Segment Open

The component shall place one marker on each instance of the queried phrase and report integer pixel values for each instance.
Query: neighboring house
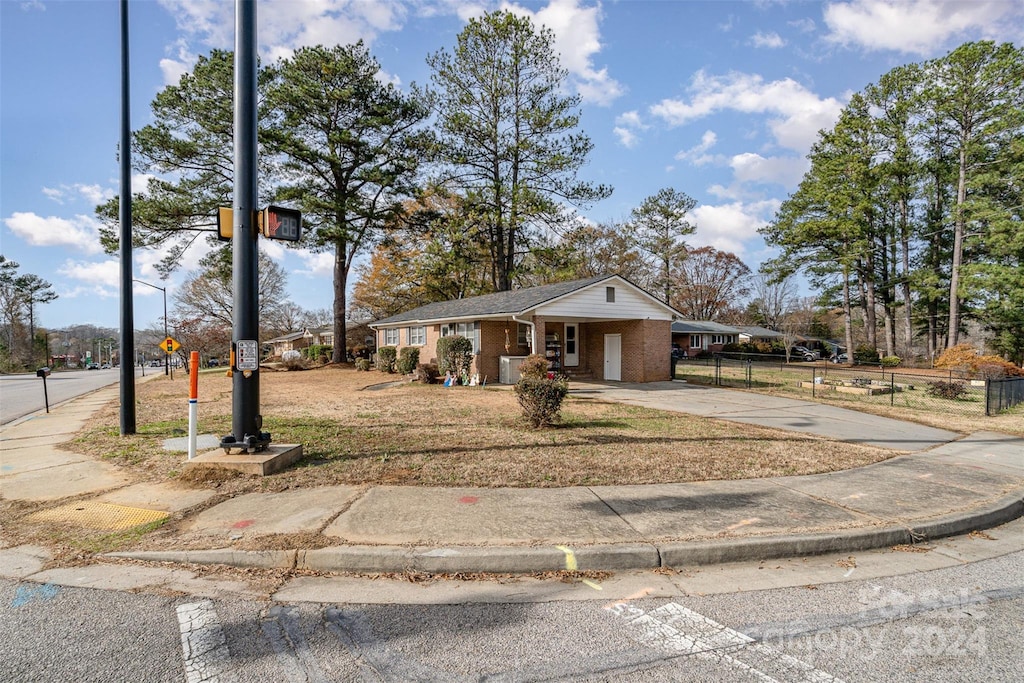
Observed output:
(289, 342)
(694, 337)
(754, 334)
(318, 336)
(605, 328)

Segment Closed

* **Aim of the exercise**
Return the listing verbatim, pictures excluded.

* **Reply**
The component shall place one marker on each instance of the queried phrase and report integer pixel values for each instance.
Query: neighboring house
Observed output:
(289, 342)
(694, 337)
(754, 334)
(318, 336)
(605, 328)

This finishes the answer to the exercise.